Excerto:
· · ·

Heliodoro Baptista: “O pecúlio são os filhos, / o horizonte raso dos versos, / a doçura oriental dos teus olhos/ e o castanho desenvolto/ do teu corpo inextinguível / onde, às vezes surpreso, / restauro comovidamente/ o deus que em menino/ quis ser.” Belo poema dedicado à musa soberana Celeste. No livro de estreia dedicara à Celeste um outro belíssimo poema: “Gravidez”: “Traço a traço/ desvendo-lhe as feições/ por onde a vida rufla/ as grandes asas”. Este livro – A Filha de Thandi – está cheio de belas metáforas. Num poema, “Prova dos Nove” (dedicado ao Eduardo White e à Olga): “Assim crescem as arestas da angústia, / as mesas estão cada vez mais vazias”. Isto é extraordinário. Num outro, “Preço dos sonhos” (dedicado ao Jaime Santos e ao Fernando Cunha): “É de vidas que se fala aqui/ e, sobretudo, de destroços humanos, / do que restou de todos nós.”

Gosto maningue muito (“maningue muito” é pilhado ao Craveirinha) do poema “A Uma Ingénua Nórdica”. Queria citá-lo na íntegra mas aqui não caberia. Também gosto do pungente “Ao Futuro”, dedicado ao filho Guy: “Saberás um dia que o amor nunca/ nasce, nunca deve. O amor é, / sempre foi, sempre esteve”, começa assim o texto que fecha o livro. Tem versos seminais: “Rigorosamente contemporâneo/ da explosão cósmica/ que, contam, declinou ao princípio/ do escuro e da luz”. Termina com a seguinte estrofe: “Nunca aceites ser mártir. / Ama o teu presente e o futuro/ e, por certas tardes de sábado, / de olhos porventura humedecidos, / limpa docemente a minha tumba”.

· · ·

Tarefas escritas:
1. Indique todos os títulos de poemas citados no excerto sobre a poesia de Heliodoro Baptista, pela ordem em que surgem.
2. Prossiga o excerto sobre a poesia de Heliodoro Baptista a partir da última frase apresentada.

· · ·

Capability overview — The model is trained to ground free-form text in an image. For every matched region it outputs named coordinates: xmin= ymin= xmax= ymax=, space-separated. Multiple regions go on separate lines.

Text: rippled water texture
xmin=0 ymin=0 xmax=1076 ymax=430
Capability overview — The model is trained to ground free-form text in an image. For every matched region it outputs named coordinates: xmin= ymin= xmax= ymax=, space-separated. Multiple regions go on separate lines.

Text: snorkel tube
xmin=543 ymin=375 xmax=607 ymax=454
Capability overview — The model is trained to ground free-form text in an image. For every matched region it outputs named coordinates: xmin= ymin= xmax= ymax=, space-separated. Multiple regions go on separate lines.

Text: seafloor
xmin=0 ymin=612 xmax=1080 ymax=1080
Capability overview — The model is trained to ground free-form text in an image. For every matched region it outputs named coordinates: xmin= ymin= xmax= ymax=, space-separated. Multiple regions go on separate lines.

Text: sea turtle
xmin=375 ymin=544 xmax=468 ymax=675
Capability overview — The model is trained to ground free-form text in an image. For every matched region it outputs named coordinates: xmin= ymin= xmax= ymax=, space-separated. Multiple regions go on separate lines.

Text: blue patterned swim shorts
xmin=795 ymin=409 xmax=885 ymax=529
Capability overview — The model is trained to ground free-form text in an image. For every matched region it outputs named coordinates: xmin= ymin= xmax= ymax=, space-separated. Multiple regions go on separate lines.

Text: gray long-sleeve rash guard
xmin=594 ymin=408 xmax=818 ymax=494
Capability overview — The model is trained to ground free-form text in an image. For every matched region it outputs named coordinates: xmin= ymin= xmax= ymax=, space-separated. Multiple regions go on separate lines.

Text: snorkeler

· · ·

Respostas esperadas:
1. "Gravidez", "Prova dos Nove", "Preço dos sonhos", "A Uma Ingénua Nórdica", "Ao Futuro"

2.
Haveria muitos outros exemplos para citar, nesta noite em que o evoco. Quero terminar com o poema “Hablando, com amor, em setembro”, que ele dedicou a Ungulani Ba Ka Khosa, ao Eduardo White e a mim próprio. No meu livro, A Pátria Dividida, de 1993, tenho um poema dedicado ao Heliodoro. Em A Filha de Thandi, ele dedica-me o poema “O Amor em movimento”. O Heliodoro foi dos poetas mais generosos no afecto e isso vê-se como proliferam dedicatórias em seus livros. Este poema invoca Pablo Neruda no diálogo que ele estabelece connosco. “Nosotros, irmão Pablo, / também fazemos milagres a sorrir”, di-lo. Ou: “a realidade aqui é um repto/ um grito vocabular”.

Releio este belíssimo poema e tocam-me estes versos fulminantes. Heliodoro era um poeta inspiradíssimo. Apetece-me citá-lo todo, mas falta espaço para o fazer. Leio: “Nosotros, irmão Pablo, / nós também somos os mesmos:/ com astúcias, tumultos, originalidade, / na dor exaltante desta transparência carnal/ se sermos coisas, aromas, corações atónitos (ou atómicos) / abraços penitenciários, suicídios de luz.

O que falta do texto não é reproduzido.